## PROBLEM STATEMENT:
Reproduce the listing below in full, swapping each occurrence of "Target" for "Label" and leaving every other character unchanged.

## PROVIDED MATERIAL:

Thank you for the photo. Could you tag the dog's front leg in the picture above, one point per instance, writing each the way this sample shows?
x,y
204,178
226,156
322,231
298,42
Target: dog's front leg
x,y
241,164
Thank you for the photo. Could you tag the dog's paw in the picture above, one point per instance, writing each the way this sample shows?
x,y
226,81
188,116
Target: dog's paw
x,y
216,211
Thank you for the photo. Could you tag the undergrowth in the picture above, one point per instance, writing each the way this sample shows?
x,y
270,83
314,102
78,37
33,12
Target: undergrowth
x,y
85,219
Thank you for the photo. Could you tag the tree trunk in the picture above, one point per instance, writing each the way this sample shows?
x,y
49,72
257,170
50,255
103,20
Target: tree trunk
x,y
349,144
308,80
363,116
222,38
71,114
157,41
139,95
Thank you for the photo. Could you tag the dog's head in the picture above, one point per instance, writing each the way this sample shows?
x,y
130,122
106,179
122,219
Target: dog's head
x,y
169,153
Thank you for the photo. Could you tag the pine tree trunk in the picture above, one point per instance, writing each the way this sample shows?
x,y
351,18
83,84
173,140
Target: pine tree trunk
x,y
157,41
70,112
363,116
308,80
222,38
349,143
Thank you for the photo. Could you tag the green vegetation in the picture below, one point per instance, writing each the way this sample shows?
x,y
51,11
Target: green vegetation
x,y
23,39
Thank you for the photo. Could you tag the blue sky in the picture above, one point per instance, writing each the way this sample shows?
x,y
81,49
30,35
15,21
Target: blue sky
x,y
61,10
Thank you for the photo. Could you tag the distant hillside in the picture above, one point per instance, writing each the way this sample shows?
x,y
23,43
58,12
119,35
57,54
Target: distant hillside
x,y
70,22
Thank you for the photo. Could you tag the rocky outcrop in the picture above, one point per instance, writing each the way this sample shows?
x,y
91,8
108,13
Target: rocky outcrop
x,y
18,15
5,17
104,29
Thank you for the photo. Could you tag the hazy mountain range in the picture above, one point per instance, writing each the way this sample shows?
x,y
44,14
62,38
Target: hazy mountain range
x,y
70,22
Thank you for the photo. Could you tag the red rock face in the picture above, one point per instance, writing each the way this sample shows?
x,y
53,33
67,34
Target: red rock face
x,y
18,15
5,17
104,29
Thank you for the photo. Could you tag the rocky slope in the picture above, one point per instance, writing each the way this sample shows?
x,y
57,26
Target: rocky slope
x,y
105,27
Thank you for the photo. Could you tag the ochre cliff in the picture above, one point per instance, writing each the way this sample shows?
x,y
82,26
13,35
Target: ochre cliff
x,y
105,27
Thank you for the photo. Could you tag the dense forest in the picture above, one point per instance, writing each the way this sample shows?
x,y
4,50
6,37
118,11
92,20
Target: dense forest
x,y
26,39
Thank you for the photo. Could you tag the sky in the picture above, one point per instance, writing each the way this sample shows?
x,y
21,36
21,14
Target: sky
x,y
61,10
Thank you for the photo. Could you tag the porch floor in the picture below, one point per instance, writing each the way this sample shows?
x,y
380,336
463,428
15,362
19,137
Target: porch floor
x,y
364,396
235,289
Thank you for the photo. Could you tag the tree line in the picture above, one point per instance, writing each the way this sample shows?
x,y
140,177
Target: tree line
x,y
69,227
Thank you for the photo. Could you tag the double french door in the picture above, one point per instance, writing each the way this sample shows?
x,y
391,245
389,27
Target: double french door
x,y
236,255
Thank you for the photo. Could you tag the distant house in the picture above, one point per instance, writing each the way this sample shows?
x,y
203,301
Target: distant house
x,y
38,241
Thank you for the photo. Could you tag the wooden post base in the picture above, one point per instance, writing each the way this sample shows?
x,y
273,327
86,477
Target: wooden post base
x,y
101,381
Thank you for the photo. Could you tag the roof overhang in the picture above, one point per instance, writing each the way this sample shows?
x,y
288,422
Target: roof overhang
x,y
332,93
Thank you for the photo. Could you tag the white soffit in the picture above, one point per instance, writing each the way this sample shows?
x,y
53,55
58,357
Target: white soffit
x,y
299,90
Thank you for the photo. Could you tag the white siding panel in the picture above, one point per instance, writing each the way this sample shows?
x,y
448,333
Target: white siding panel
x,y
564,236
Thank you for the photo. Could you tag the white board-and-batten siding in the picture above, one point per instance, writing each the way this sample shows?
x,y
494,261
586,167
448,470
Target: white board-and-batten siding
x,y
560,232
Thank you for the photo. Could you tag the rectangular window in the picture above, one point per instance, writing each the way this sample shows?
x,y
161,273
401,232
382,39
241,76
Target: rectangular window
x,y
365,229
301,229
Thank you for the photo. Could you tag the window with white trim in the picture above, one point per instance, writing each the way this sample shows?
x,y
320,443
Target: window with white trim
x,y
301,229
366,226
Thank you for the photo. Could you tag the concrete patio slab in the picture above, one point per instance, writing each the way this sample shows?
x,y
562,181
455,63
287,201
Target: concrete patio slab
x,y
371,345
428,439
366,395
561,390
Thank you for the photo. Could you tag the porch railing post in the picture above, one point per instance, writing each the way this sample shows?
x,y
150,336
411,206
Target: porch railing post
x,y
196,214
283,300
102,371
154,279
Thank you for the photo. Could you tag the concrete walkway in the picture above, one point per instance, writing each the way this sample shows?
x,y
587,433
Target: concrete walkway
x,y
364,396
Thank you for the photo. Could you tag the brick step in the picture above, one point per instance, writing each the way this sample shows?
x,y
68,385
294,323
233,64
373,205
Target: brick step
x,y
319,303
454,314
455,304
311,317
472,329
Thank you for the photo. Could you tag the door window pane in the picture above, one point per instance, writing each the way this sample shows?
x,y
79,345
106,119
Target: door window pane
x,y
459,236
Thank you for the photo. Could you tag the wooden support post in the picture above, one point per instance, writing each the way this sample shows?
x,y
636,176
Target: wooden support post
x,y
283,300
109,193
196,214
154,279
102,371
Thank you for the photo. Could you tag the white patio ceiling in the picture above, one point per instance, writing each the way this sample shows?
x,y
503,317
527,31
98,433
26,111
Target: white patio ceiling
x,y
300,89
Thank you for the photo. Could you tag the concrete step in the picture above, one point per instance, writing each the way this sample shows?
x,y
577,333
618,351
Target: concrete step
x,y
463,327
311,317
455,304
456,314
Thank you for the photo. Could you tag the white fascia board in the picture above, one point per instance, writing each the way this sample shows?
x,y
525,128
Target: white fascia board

## COMPLETED EXERCISE:
Thank you for the photo. Could you tag the dog's front leg in the picture above, one point per instance, writing each the way this sample shows?
x,y
204,178
226,156
322,231
298,42
Label: dog's front leg
x,y
241,164
Thank you for the photo. Could you tag the dog's paw in the picture above, one point per instance, writing each the way this sample shows?
x,y
226,81
188,116
Label: dog's paw
x,y
216,211
Thank you for the photo. Could you tag the undergrowth in the picture above, one point per instance, writing each the way this sample shows?
x,y
270,83
314,102
78,37
33,12
Label: undergrowth
x,y
85,219
Thank you for the photo. Could you tag the tree trunk in the picture above, one point per instance, writing each the way this sample shows?
x,y
49,72
257,170
50,255
103,20
Label: tree trunk
x,y
349,144
308,80
363,116
222,38
71,114
157,41
139,95
Thank you for the photo. Could you tag the dog's head in the picture above, one point per instance, writing each the way this sample shows?
x,y
130,122
106,179
122,219
Label: dog's head
x,y
169,153
Thank you for the photo. Could you tag the pine tree trunk in the picture above, one point per instance, writing each the way this sample shows?
x,y
351,18
83,84
173,140
Label: pine tree trunk
x,y
157,41
70,112
363,116
308,80
222,38
349,143
Thank you for the photo. Could you tag the green vegetation in the picture below, one point per instance, writing each the way this sample shows?
x,y
51,11
Label: green vegetation
x,y
23,39
Thank you for the photo. Could you tag the blue sky in the picture above, one point per instance, writing each the way this sample shows?
x,y
81,49
30,35
15,21
Label: blue sky
x,y
61,10
Thank you for the photo. Could you tag the distant hillside in the picture above, one point per instance, writing each the way this sample shows?
x,y
23,43
58,12
119,35
57,54
Label: distant hillside
x,y
70,22
Thank you for the photo. Could you tag the rocky outcrop in the picture above, one point per instance, writing each the way this sample shows?
x,y
91,8
108,13
Label: rocky outcrop
x,y
18,15
5,17
104,29
Thank you for the photo. Could you tag the hazy mountain range in the picture above, one point per instance, writing each the way this sample shows?
x,y
44,14
62,38
Label: hazy mountain range
x,y
70,22
Thank you for the photo. Could you tag the red rock face in the picture above, one point per instance, writing each the way this sample shows?
x,y
53,33
67,34
Label: red rock face
x,y
18,15
5,17
104,29
Thank you for the photo. Could you tag the rocky slope in the picture above, one point per instance, writing each the way this sample shows?
x,y
57,26
Label: rocky slope
x,y
105,27
Thank you for the photo. Could you tag the ochre cliff in the picture above, one point per instance, writing each the way this sample shows?
x,y
82,26
13,35
Label: ochre cliff
x,y
105,27
Thank you for the photo. Could you tag the dense forest in the picture above, one point per instance, writing each the way this sample shows?
x,y
4,50
6,37
118,11
92,20
Label: dense forest
x,y
26,39
Thank you for the photo. Could you tag the sky in the picture above, one point per instance, writing each the way this sample shows?
x,y
21,36
21,14
Label: sky
x,y
61,10
Thank you for the photo. Could you tag the porch floor in the picture below, one point per instance, writing each the way this sample shows?
x,y
380,336
463,428
15,362
19,137
Label: porch floor
x,y
364,396
235,289
Thank you for the photo. Could you tag the tree line in the picture above, one point per instance, writing each the way this sample shows?
x,y
140,177
Label: tree line
x,y
69,227
Thank you for the photo. Could you tag the double french door in the picture above, one point per instance, writing each the way this sample shows?
x,y
391,245
389,27
Label: double french door
x,y
236,255
Thank you for the photo. Could you tag the distant house in the picture above, one point per instance, writing each the way this sample shows?
x,y
203,301
Label: distant house
x,y
38,241
Thank you for the photo. Could you tag the wooden post base in the picture above, one point per instance, writing each the way this sample shows?
x,y
273,327
86,477
Label: wooden post base
x,y
101,381
Thank you for the photo. Could you tag the roof overhang in the picture above, one point per instance, writing each the way this sample shows?
x,y
288,422
Label: roof overhang
x,y
332,93
Thank you for the photo. Could you tag the white soffit in the picture above, one point per instance, writing each the way this sample shows?
x,y
53,55
58,357
Label: white soffit
x,y
299,90
Thank you for the photo. Could you tag the white siding panel in the picture above, one point per instance, writing each the way this sample shows?
x,y
448,333
Label: white siding panel
x,y
564,236
Thank you for the photo. Could you tag the white board-and-batten siding in the picture above, one point per instance, writing each the way this sample shows?
x,y
494,261
586,167
448,470
Label: white board-and-batten siding
x,y
560,232
Thank you for the photo. Could you tag the rectangular window in the picture above, one point per instance, writing each the way this sample shows?
x,y
161,273
401,232
382,39
241,76
Label: rectangular window
x,y
365,229
301,229
Thank you for the photo. Could you tag the window with white trim in the picture above, one point per instance, writing each the way this sample shows?
x,y
320,443
Label: window with white trim
x,y
301,229
366,226
Thank you for the photo. Could you tag the concrete patio slab in the picture above, one point per instance, writing each the way this sample shows?
x,y
562,181
455,63
287,201
Label: concrete patio slab
x,y
371,345
428,439
366,395
561,390
Thank you for the photo. Could you tag the porch railing post in the picture above, one point per instance, writing each the way this sample shows?
x,y
150,336
411,206
Label: porch railing post
x,y
196,214
283,300
102,371
154,279
Thank you for the photo. Could you tag the concrete walkway in the picture above, one point per instance, writing each the way this sample shows?
x,y
587,433
Label: concrete walkway
x,y
364,396
Thank you for the photo. Could you tag the brick step in the picture above, one point per instance, writing each the way this sample shows?
x,y
68,385
294,323
233,64
373,205
Label: brick step
x,y
319,303
454,314
455,304
311,317
472,329
Thank you for the photo. Could you tag the door window pane in the picture above, one point per instance, writing each the way this sample shows?
x,y
79,345
106,119
Label: door window pane
x,y
459,236
Thank you for the photo. Could you tag the wooden support post in the picture above, one point per instance, writing each the way this sample shows?
x,y
636,176
Label: wooden support post
x,y
283,300
109,193
196,214
154,279
102,371
Thank you for the photo. Could you tag the white patio ceiling in the picture above, one point per instance, writing each the way this sample shows?
x,y
503,317
527,31
98,433
26,111
Label: white patio ceiling
x,y
300,89
Thank you for the photo. Could you tag the concrete step in the picture above, one point per instance, writing each the way this sample shows?
x,y
577,333
618,351
Label: concrete step
x,y
463,327
311,317
455,304
456,314
Thank you for the photo. Could you tag the white fascia board in the picture above, one point per instance, writing each the way this sample shows?
x,y
525,128
Label: white fascia board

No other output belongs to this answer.